**Material for this exercise**

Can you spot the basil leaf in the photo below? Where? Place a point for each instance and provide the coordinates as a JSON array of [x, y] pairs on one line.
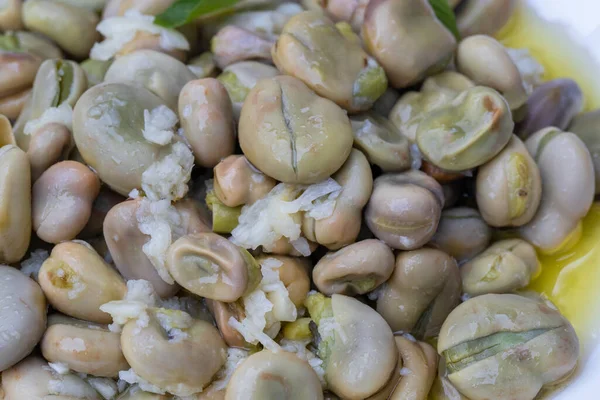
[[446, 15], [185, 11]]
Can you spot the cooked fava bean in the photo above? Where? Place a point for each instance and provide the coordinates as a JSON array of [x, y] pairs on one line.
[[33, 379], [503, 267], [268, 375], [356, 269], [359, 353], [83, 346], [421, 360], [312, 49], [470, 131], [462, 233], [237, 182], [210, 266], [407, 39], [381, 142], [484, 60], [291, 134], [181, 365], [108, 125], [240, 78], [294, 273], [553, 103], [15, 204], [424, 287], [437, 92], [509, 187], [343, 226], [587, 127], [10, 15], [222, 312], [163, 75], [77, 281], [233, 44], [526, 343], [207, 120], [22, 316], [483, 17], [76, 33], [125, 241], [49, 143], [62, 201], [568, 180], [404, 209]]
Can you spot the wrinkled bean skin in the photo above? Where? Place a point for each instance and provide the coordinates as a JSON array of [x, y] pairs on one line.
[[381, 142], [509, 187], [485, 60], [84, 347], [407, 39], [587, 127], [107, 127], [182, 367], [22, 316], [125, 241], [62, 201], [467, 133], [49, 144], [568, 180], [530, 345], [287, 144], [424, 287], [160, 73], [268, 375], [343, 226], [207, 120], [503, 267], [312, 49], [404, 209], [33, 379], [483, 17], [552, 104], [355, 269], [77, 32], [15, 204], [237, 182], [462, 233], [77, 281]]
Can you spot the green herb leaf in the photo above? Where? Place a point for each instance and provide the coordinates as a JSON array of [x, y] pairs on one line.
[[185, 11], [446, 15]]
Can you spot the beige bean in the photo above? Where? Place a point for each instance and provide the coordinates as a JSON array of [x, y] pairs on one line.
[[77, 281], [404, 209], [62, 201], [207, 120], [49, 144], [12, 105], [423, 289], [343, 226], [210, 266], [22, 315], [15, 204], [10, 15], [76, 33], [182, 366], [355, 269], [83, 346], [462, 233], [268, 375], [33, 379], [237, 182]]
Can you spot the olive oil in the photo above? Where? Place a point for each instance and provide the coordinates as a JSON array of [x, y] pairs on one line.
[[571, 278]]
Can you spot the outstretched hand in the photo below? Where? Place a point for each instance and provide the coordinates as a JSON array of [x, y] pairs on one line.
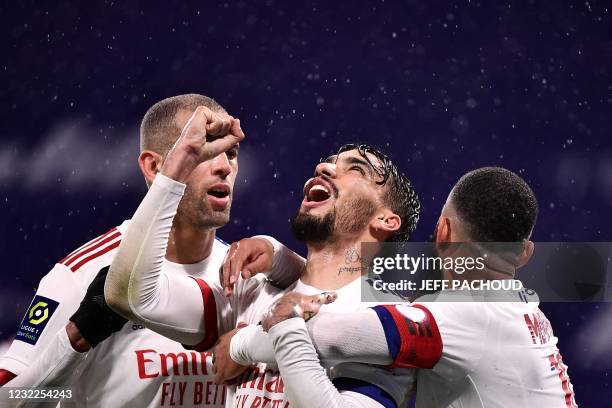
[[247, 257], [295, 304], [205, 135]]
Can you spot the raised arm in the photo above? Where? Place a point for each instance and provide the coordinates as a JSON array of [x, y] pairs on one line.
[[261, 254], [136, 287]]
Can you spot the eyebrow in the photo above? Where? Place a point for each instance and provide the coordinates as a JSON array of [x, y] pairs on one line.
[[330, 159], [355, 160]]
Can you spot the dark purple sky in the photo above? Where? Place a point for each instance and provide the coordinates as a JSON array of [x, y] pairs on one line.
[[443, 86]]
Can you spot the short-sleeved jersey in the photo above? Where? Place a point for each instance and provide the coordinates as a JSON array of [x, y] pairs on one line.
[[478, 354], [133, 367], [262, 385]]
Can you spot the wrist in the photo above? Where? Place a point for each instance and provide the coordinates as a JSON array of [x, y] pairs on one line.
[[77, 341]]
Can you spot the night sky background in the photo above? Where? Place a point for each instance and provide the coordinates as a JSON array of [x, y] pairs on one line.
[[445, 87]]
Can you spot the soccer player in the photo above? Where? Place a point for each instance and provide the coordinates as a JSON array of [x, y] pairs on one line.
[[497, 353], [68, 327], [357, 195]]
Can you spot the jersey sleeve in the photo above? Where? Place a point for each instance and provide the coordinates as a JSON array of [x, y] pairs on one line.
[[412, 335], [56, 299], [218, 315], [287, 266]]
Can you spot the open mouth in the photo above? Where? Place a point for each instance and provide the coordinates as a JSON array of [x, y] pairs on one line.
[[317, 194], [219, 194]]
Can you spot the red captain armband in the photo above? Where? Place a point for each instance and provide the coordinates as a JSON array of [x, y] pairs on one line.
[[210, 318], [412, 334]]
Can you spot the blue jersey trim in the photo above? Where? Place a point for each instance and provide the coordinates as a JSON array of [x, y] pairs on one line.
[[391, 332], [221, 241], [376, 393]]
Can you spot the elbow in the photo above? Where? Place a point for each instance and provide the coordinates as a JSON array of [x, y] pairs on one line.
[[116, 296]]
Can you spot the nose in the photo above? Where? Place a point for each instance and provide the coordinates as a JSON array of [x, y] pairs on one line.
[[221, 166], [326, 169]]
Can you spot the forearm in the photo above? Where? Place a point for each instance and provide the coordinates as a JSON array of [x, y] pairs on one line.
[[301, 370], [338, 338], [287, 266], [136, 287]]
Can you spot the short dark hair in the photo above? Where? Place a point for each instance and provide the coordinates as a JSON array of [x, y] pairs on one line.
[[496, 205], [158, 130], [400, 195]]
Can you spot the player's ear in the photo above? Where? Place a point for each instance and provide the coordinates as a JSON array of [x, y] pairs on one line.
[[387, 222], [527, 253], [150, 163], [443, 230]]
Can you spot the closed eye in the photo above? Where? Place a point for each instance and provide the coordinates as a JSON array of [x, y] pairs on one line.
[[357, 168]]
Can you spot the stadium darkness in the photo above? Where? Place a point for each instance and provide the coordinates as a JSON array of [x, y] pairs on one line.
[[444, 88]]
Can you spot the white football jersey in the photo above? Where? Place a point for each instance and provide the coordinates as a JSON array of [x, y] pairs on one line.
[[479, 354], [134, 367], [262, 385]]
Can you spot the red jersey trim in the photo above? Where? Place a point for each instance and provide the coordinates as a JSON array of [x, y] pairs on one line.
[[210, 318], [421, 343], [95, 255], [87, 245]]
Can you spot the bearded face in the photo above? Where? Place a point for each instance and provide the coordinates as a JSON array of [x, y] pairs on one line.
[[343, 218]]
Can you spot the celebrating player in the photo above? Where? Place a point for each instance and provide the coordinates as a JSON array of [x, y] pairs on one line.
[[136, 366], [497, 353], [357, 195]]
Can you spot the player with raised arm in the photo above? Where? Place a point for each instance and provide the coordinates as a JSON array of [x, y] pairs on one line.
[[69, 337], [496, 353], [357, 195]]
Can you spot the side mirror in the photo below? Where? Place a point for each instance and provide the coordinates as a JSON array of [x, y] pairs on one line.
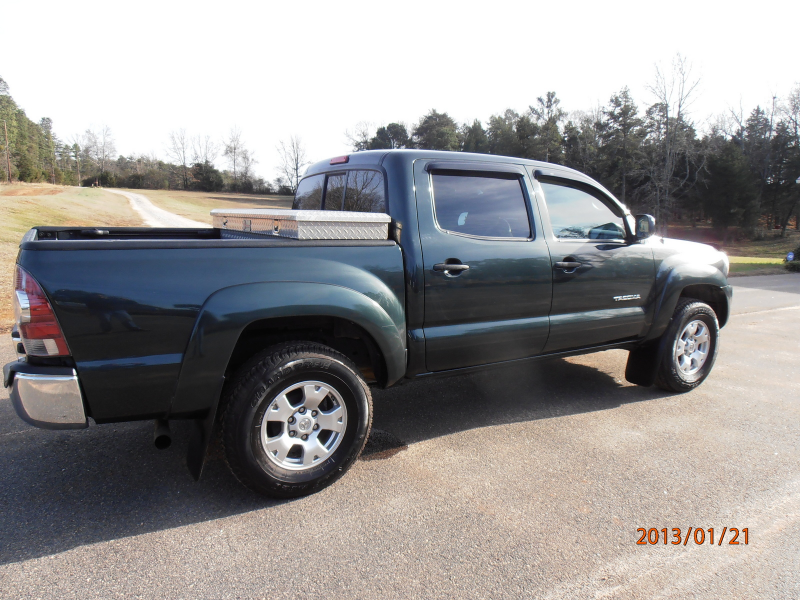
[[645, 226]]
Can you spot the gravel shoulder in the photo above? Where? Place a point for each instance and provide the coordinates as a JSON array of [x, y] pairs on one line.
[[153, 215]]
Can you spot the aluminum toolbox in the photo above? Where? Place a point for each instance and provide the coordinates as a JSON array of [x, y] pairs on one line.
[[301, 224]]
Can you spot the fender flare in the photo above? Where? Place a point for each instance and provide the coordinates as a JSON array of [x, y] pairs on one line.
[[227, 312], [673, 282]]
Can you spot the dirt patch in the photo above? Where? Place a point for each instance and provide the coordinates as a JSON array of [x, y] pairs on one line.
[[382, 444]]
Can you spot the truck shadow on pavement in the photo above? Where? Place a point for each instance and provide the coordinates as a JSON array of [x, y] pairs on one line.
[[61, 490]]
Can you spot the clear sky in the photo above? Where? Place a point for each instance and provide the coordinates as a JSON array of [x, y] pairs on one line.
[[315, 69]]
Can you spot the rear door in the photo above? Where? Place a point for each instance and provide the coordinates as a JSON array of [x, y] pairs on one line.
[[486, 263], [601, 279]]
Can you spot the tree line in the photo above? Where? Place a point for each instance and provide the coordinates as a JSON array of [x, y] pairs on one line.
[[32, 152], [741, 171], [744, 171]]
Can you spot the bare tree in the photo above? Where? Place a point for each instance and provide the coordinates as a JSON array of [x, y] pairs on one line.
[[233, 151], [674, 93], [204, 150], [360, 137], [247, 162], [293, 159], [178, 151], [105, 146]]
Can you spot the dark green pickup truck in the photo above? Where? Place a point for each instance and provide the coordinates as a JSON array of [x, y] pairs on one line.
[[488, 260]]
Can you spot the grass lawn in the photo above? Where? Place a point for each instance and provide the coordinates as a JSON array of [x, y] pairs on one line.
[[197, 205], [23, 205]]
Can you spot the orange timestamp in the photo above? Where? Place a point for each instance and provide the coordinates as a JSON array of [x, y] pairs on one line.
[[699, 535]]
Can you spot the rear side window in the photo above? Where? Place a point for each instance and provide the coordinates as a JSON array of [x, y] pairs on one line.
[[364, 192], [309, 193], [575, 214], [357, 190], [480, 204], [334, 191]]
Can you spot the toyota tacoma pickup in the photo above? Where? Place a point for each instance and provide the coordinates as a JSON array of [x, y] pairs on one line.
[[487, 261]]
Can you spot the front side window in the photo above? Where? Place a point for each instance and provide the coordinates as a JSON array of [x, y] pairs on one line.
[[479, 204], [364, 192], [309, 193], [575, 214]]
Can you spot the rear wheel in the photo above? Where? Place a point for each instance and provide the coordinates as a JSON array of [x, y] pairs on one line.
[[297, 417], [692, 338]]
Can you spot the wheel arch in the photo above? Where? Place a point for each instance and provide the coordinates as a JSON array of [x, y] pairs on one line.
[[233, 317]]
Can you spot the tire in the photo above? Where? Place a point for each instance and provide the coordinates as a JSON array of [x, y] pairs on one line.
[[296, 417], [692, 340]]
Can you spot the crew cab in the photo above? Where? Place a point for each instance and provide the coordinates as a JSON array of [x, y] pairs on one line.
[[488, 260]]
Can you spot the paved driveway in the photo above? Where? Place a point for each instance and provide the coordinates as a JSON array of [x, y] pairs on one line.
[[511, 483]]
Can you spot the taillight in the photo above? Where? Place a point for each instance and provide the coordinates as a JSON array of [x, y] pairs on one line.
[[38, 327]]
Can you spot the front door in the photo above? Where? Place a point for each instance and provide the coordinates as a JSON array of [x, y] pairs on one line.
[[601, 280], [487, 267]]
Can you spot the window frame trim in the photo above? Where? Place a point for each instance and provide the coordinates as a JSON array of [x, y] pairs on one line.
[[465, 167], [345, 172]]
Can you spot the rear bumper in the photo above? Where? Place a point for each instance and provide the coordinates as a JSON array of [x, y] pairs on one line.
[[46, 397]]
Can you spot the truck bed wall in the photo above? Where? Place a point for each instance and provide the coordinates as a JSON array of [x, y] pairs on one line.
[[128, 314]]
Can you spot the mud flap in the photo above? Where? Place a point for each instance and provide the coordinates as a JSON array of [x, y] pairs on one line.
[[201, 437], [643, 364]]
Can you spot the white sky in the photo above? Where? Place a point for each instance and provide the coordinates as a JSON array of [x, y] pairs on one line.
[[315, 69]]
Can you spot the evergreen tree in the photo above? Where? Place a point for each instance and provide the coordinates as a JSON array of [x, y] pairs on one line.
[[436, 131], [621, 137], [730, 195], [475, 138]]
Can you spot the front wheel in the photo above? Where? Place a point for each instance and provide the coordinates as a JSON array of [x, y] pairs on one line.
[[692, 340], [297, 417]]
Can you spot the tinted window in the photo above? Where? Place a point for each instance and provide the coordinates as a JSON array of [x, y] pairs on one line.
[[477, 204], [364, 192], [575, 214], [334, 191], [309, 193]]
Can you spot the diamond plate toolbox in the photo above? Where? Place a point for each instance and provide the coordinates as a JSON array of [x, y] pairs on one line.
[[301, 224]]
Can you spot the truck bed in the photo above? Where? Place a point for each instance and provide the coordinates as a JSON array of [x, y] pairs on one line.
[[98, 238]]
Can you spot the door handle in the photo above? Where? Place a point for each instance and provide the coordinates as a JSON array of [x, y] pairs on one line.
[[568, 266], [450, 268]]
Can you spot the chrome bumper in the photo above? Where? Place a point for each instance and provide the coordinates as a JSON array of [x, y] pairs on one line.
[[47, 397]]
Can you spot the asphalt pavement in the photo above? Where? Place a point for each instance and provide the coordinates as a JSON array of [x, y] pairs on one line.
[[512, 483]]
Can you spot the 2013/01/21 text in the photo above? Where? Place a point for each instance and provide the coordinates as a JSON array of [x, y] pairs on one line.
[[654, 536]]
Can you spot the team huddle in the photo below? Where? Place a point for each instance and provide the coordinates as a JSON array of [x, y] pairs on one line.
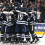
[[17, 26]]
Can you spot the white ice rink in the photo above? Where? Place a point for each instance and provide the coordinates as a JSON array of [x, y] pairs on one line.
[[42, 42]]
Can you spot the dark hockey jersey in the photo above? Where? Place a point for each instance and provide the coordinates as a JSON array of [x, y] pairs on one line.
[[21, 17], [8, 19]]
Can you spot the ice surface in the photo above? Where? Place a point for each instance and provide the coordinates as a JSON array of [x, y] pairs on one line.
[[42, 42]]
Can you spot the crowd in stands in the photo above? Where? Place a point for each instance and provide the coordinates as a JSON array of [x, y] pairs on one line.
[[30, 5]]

**Required task**
Copy the items from the line with "Can you spot the side" up to and including the line with "[[153, 215]]", keeping the requests and increasing every coordinate in the answers by 59. Leave the pictures out.

**Task response**
Can you spot the side mirror in the photo below? Where? Place a point for each instance and provide the coordinates as a JSON array of [x, y] pairs on one line.
[[704, 285]]
Can you spot the gravel shoulder in the photo above? Where? Place a point for each instance and provide the coordinates as a JSON array of [x, y] pairs on one line.
[[212, 274]]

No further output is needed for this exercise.